§ **Information supplied**:
.....

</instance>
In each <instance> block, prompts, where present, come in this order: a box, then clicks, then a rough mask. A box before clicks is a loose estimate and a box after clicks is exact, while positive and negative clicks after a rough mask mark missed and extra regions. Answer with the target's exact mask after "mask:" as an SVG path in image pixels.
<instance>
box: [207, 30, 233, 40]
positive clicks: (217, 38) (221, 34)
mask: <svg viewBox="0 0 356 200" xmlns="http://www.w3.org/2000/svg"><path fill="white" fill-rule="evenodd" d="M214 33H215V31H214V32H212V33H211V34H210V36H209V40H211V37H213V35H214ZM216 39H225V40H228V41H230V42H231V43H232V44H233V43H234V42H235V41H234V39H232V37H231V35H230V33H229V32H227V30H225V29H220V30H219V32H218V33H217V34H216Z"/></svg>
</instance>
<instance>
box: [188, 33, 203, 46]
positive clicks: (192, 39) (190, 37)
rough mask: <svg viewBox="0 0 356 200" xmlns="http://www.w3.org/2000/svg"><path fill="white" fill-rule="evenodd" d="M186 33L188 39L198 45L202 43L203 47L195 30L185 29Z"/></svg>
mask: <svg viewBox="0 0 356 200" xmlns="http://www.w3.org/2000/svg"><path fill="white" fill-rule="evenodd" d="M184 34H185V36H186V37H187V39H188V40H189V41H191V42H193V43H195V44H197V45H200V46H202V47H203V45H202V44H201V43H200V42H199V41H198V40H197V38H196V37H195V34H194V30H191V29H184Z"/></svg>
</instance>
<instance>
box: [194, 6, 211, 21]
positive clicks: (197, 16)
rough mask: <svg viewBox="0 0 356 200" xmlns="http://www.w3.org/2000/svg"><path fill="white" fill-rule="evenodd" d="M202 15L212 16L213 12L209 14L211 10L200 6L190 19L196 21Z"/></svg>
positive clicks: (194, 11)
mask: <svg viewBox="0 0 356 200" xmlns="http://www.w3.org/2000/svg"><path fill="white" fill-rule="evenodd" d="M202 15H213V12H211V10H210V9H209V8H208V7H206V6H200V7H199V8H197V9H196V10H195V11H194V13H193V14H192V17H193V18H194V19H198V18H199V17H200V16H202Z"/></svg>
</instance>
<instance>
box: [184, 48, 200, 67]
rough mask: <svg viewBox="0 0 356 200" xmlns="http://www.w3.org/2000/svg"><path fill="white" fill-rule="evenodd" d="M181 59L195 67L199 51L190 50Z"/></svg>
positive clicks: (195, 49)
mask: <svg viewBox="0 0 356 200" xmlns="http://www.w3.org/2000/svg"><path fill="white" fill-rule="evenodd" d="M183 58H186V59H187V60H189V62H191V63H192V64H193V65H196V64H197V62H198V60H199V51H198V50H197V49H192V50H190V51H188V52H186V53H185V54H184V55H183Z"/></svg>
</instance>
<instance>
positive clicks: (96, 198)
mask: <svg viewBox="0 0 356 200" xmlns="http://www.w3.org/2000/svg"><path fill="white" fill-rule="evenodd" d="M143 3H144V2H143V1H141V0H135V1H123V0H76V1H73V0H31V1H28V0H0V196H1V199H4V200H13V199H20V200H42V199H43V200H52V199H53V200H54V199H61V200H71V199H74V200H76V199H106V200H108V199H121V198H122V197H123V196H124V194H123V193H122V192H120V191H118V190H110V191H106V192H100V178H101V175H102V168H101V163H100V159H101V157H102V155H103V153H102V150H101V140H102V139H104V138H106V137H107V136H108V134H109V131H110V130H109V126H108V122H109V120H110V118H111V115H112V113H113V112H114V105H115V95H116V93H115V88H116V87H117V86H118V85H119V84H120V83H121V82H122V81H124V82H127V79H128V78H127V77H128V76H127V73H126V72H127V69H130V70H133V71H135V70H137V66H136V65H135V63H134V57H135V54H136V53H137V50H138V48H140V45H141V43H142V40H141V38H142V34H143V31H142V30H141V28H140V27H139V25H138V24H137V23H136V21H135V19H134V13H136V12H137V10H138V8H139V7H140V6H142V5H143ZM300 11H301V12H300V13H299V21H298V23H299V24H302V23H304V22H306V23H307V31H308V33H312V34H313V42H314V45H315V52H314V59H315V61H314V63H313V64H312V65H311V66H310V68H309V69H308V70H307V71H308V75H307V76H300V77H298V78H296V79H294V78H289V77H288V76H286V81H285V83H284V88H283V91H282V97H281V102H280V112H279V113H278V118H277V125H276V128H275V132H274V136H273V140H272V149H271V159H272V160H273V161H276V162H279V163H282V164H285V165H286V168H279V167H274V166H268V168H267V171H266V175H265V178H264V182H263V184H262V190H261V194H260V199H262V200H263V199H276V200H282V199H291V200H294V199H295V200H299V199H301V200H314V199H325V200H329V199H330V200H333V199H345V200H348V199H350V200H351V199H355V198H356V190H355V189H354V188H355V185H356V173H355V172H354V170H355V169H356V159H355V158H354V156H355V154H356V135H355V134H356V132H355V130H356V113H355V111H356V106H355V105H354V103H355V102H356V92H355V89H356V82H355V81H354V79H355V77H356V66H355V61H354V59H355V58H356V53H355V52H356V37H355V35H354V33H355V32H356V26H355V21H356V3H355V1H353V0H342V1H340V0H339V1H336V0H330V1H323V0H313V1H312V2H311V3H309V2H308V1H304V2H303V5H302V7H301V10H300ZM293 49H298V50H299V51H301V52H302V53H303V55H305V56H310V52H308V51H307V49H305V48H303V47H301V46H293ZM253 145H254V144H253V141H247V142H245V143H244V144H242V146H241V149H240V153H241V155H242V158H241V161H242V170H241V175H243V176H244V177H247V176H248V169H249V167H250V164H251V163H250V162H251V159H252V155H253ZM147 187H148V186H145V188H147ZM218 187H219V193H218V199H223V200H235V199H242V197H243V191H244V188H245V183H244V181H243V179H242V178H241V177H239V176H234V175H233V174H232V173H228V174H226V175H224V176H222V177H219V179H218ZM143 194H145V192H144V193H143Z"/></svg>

.....

§ **Exercise details**: The whole of the material above is to be restated exactly.

§ **Reply to the exercise**:
</instance>
In each <instance> block, prompts, where present, come in this order: a box, then clicks, then a rough mask. A box before clicks is a loose estimate and a box after clicks is exact, while positive and negative clicks after a rough mask mark missed and extra regions. Answer with the target's exact mask after "mask:" as an SVG path in image pixels.
<instance>
box: [207, 30, 233, 40]
positive clicks: (217, 38) (221, 34)
mask: <svg viewBox="0 0 356 200" xmlns="http://www.w3.org/2000/svg"><path fill="white" fill-rule="evenodd" d="M214 33H215V31H214V32H212V33H211V34H210V36H209V40H211V37H213V35H214ZM216 39H225V40H228V41H230V42H231V43H232V44H233V43H234V42H235V41H234V39H232V37H231V35H230V33H229V32H227V30H225V29H220V30H219V32H218V33H217V34H216Z"/></svg>
</instance>
<instance>
box: [188, 33, 203, 46]
positive clicks: (192, 39) (190, 37)
rough mask: <svg viewBox="0 0 356 200" xmlns="http://www.w3.org/2000/svg"><path fill="white" fill-rule="evenodd" d="M186 33L188 39L198 45L202 43L203 47L195 30L185 29Z"/></svg>
mask: <svg viewBox="0 0 356 200" xmlns="http://www.w3.org/2000/svg"><path fill="white" fill-rule="evenodd" d="M184 34H185V36H186V37H187V39H188V40H189V41H191V42H193V43H195V44H197V45H200V46H202V47H203V45H202V44H201V43H200V42H199V41H198V40H197V38H196V37H195V34H194V30H191V29H184Z"/></svg>
</instance>
<instance>
box: [194, 6, 211, 21]
positive clicks: (197, 16)
rough mask: <svg viewBox="0 0 356 200" xmlns="http://www.w3.org/2000/svg"><path fill="white" fill-rule="evenodd" d="M202 15L212 16L213 12L209 14L211 10L200 6L190 19L196 21Z"/></svg>
positive clicks: (194, 11)
mask: <svg viewBox="0 0 356 200" xmlns="http://www.w3.org/2000/svg"><path fill="white" fill-rule="evenodd" d="M202 15H213V12H211V10H210V9H209V8H208V7H206V6H200V7H199V8H197V9H196V10H195V11H194V13H193V14H192V17H193V18H194V19H198V18H199V17H200V16H202Z"/></svg>
</instance>
<instance>
box: [184, 48, 200, 67]
rough mask: <svg viewBox="0 0 356 200" xmlns="http://www.w3.org/2000/svg"><path fill="white" fill-rule="evenodd" d="M181 59L195 67L199 51L190 50Z"/></svg>
positive clicks: (195, 49)
mask: <svg viewBox="0 0 356 200" xmlns="http://www.w3.org/2000/svg"><path fill="white" fill-rule="evenodd" d="M183 58H186V59H187V60H189V62H191V63H192V64H193V65H196V64H197V62H198V60H199V51H198V50H197V49H192V50H190V51H188V52H186V53H185V54H184V55H183Z"/></svg>
</instance>
<instance>
positive clicks: (96, 198)
mask: <svg viewBox="0 0 356 200" xmlns="http://www.w3.org/2000/svg"><path fill="white" fill-rule="evenodd" d="M143 3H144V2H143V1H141V0H135V1H123V0H76V1H73V0H31V1H28V0H0V196H1V199H4V200H13V199H20V200H42V199H43V200H52V199H53V200H54V199H61V200H71V199H74V200H76V199H106V200H108V199H121V198H122V197H123V196H124V194H123V193H122V192H120V191H118V190H110V191H106V192H100V178H101V175H102V168H101V163H100V159H101V157H102V155H103V153H102V150H101V140H102V139H104V138H106V137H107V136H108V134H109V131H110V130H109V126H108V122H109V120H110V118H111V115H112V113H113V112H114V105H115V95H116V93H115V88H116V87H117V86H118V85H119V84H120V83H121V82H122V81H124V82H127V79H128V78H127V77H128V76H127V73H126V72H127V69H130V70H133V71H135V70H137V66H136V65H135V63H134V57H135V54H136V53H137V50H138V48H140V45H141V43H142V40H141V38H142V34H143V31H142V30H141V28H140V27H139V25H138V24H137V23H136V21H135V19H134V13H136V12H137V10H138V8H139V7H140V6H142V5H143ZM300 11H301V12H300V13H299V21H298V23H299V24H302V23H304V22H306V23H307V31H308V33H312V34H313V42H314V45H315V52H314V59H315V61H314V63H313V64H312V65H311V66H310V68H309V69H308V70H307V71H308V75H307V76H300V77H298V78H296V79H294V78H289V77H288V76H286V81H285V83H284V88H283V91H282V97H281V102H280V112H279V113H278V118H277V125H276V128H275V132H274V136H273V140H272V149H271V159H272V160H273V161H276V162H279V163H282V164H285V165H286V168H279V167H274V166H268V168H267V171H266V175H265V178H264V182H263V184H262V190H261V194H260V199H262V200H263V199H276V200H282V199H291V200H294V199H295V200H299V199H301V200H314V199H325V200H329V199H330V200H333V199H345V200H348V199H350V200H351V199H355V198H356V190H355V189H354V188H355V185H356V173H355V172H354V170H355V169H356V159H355V158H354V156H355V154H356V135H355V134H356V132H355V130H356V113H355V111H356V106H355V105H354V103H355V102H356V92H355V89H356V82H355V81H354V79H355V77H356V66H355V61H354V59H355V58H356V53H355V52H356V37H355V35H354V33H355V32H356V26H355V21H356V3H355V1H353V0H342V1H340V0H339V1H336V0H330V1H323V0H313V1H312V2H311V3H309V2H308V1H304V2H303V5H302V7H301V10H300ZM293 49H298V50H299V51H301V52H302V53H303V55H305V56H310V52H308V51H307V49H305V48H303V47H301V46H293ZM253 145H254V144H253V141H247V142H245V143H244V144H242V146H241V149H240V153H241V155H242V158H241V161H242V170H241V175H243V176H244V177H247V176H248V169H249V167H250V164H251V163H250V162H251V159H252V155H253ZM147 187H148V186H145V188H147ZM218 187H219V193H218V199H223V200H235V199H242V197H243V191H244V188H245V183H244V181H243V179H242V178H241V177H239V176H234V175H233V174H232V173H228V174H226V175H224V176H222V177H219V179H218ZM143 194H145V192H144V193H143Z"/></svg>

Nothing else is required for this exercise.